How to complete this task: Report every line of the records below that contains the word "almond".

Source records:

<<<<

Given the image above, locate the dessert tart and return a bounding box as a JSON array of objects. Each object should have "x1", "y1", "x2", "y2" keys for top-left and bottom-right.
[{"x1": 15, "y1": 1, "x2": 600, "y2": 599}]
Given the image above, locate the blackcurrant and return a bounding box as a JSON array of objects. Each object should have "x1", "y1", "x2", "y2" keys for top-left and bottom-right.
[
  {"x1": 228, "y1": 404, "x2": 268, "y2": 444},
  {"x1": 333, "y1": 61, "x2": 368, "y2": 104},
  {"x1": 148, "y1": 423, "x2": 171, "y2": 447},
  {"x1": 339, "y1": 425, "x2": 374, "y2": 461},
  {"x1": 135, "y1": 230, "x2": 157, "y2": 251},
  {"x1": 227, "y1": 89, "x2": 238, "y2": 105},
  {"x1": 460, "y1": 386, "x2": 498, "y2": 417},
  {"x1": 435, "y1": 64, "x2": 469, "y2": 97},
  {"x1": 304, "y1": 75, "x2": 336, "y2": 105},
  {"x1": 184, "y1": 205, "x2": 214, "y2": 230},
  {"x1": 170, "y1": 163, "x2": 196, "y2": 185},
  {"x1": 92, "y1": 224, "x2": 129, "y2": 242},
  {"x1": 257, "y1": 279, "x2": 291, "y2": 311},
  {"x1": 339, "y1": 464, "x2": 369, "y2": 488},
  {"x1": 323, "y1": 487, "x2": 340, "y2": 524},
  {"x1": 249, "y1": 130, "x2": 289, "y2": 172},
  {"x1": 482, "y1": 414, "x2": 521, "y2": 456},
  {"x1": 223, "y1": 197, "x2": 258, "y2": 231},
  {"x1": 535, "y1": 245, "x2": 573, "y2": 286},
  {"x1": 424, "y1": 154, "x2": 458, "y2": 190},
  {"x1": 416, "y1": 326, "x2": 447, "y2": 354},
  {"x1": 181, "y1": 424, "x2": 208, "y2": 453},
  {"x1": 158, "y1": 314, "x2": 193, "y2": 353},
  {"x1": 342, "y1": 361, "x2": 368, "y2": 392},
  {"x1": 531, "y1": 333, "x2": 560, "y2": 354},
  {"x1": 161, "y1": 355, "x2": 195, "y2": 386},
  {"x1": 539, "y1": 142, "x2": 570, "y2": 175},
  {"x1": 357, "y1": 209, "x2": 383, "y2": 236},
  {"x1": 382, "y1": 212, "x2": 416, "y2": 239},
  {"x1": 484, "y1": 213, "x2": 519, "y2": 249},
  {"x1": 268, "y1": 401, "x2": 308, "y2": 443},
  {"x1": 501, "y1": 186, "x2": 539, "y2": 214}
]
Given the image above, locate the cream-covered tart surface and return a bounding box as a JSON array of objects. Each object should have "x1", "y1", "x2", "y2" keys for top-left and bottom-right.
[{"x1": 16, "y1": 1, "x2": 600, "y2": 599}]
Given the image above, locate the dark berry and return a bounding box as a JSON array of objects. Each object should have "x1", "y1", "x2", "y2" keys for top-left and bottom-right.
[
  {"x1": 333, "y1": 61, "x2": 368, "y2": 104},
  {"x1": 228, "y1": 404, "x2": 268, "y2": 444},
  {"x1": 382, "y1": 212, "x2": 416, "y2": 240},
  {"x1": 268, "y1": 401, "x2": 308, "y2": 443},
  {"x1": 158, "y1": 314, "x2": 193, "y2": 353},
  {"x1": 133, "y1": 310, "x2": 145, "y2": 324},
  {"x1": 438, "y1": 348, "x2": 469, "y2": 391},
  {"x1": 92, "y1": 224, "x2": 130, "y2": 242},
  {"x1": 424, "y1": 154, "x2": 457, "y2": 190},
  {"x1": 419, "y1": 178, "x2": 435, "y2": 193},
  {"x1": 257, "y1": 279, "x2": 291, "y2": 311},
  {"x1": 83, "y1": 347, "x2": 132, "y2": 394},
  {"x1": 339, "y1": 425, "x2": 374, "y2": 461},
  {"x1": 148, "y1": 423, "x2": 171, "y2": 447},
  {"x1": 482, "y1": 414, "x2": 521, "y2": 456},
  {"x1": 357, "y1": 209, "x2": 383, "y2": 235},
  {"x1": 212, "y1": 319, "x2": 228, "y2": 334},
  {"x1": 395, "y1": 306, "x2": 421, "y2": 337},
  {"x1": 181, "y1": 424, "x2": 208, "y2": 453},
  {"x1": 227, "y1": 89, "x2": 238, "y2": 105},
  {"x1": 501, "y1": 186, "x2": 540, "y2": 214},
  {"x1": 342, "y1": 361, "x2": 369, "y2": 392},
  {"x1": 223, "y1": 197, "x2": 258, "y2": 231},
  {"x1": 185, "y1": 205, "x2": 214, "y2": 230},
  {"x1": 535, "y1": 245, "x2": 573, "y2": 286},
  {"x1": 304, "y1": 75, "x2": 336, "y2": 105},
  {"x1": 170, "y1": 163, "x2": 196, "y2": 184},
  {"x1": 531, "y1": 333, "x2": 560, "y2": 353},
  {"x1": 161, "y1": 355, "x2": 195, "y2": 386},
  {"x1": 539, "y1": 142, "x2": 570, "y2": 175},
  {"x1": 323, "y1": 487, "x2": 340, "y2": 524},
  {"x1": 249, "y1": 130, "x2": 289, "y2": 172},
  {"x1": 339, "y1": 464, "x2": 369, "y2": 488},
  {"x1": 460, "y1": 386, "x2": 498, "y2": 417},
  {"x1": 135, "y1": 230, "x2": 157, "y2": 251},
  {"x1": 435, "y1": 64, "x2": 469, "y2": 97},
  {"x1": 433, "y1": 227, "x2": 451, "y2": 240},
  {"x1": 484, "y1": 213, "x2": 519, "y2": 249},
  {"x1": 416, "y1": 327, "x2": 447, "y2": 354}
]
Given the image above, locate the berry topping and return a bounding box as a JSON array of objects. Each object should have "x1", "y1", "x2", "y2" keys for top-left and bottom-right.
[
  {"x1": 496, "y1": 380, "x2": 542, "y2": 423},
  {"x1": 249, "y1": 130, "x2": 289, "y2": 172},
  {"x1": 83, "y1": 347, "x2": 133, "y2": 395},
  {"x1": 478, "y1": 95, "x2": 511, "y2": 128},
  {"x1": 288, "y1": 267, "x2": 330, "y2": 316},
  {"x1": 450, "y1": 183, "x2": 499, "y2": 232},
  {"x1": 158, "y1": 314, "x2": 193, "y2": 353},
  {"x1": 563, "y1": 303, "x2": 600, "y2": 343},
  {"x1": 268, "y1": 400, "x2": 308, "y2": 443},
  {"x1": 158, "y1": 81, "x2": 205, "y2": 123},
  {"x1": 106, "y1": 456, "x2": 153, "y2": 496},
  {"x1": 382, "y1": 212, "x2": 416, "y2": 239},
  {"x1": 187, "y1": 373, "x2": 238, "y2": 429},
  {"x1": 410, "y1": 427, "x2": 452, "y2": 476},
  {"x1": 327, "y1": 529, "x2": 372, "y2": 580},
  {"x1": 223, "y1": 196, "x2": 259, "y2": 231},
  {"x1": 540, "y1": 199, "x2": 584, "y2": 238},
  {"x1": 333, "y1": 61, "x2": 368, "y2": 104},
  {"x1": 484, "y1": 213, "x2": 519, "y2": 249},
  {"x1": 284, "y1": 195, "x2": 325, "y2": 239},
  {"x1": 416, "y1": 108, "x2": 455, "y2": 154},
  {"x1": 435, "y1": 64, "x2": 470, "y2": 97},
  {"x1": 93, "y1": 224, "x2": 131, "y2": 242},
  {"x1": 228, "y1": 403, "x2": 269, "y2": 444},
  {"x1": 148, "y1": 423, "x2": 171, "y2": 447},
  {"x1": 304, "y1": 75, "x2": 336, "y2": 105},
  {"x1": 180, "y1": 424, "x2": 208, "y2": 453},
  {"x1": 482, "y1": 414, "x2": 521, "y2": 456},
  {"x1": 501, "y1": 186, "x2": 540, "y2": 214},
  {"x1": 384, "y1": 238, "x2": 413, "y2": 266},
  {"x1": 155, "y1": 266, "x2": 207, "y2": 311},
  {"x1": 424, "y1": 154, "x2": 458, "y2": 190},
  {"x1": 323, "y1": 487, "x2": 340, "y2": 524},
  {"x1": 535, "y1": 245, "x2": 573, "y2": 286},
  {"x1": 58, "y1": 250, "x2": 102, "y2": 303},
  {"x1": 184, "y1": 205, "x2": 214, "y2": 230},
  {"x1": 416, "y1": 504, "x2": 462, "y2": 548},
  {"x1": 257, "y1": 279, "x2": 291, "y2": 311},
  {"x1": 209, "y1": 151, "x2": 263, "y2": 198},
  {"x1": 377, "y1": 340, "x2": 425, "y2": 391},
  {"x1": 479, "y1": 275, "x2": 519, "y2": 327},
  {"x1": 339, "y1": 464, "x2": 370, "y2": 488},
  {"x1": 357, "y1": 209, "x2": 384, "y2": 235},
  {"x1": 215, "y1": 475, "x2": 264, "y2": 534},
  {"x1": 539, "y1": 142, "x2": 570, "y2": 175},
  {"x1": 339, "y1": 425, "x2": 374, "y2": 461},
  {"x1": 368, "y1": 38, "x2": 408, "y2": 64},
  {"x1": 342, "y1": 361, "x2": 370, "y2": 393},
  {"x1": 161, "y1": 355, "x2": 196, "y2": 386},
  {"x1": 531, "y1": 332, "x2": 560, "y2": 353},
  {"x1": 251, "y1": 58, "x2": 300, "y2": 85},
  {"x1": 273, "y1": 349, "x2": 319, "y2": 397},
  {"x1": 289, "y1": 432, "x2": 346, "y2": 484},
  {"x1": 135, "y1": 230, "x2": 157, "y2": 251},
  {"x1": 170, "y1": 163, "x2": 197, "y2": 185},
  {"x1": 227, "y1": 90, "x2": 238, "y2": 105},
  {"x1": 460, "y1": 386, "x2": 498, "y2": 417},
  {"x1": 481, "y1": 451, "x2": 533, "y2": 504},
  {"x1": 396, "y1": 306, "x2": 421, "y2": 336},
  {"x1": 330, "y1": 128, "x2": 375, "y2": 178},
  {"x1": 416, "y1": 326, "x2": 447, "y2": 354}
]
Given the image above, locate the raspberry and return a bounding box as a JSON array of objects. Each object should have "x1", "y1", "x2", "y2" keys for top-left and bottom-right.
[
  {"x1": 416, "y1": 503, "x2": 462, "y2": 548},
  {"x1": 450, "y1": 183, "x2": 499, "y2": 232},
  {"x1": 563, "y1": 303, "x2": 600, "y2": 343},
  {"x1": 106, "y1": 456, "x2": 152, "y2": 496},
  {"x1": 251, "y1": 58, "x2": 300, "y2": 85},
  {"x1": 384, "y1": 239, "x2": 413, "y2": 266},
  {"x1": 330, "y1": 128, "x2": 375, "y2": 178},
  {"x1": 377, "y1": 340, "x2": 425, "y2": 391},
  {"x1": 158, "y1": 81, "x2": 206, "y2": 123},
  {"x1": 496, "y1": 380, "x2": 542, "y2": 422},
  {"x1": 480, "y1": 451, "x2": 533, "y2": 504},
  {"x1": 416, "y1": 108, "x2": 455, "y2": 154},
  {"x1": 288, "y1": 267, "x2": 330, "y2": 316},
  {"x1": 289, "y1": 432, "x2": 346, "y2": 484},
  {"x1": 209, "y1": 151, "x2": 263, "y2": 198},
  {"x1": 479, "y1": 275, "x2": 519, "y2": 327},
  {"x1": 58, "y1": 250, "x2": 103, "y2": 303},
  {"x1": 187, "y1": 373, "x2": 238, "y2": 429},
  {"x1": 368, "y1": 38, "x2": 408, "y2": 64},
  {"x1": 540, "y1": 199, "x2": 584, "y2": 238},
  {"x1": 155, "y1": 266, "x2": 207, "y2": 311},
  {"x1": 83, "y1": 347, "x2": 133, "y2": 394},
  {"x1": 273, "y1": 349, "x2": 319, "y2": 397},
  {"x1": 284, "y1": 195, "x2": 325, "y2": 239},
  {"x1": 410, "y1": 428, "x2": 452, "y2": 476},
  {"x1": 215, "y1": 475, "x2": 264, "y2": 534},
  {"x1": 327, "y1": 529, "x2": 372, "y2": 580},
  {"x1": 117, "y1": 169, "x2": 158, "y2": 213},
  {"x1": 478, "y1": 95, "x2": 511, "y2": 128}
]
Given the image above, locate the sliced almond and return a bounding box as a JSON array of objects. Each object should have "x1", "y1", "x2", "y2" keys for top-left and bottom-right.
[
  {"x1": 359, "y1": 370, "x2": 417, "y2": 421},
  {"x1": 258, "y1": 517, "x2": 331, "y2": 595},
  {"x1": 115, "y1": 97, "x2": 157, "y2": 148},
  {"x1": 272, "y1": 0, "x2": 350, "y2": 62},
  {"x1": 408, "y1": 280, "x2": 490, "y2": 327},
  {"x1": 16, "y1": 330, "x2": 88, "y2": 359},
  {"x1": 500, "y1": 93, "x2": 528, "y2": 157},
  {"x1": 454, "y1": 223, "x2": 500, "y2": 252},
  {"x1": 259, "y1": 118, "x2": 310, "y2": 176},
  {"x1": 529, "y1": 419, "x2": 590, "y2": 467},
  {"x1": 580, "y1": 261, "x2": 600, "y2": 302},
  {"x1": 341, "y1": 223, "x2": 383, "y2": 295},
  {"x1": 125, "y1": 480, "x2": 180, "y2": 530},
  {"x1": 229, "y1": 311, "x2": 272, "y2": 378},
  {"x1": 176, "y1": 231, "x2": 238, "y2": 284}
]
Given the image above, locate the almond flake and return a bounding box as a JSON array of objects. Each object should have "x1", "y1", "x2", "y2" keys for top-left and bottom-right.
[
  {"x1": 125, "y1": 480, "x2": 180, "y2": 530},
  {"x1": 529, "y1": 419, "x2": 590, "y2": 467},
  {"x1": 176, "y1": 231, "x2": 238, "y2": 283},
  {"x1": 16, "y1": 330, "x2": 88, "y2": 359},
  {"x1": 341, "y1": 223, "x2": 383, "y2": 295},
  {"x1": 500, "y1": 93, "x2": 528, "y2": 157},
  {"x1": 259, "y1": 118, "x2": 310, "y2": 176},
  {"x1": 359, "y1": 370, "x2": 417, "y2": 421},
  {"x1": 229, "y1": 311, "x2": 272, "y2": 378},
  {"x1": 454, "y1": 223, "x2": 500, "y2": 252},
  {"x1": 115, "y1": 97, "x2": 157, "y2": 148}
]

>>>>

Completed task:
Given the image above, locate the sliced almond and return a bounding box as a JSON array of objects. Each object should have "x1", "y1", "x2", "y2" keys for top-left and bottom-right.
Given the image above, locate the almond flake and return a bounding box as a JSON array of objects. Each object should have "x1", "y1", "x2", "y2" keys for top-left and bottom-right.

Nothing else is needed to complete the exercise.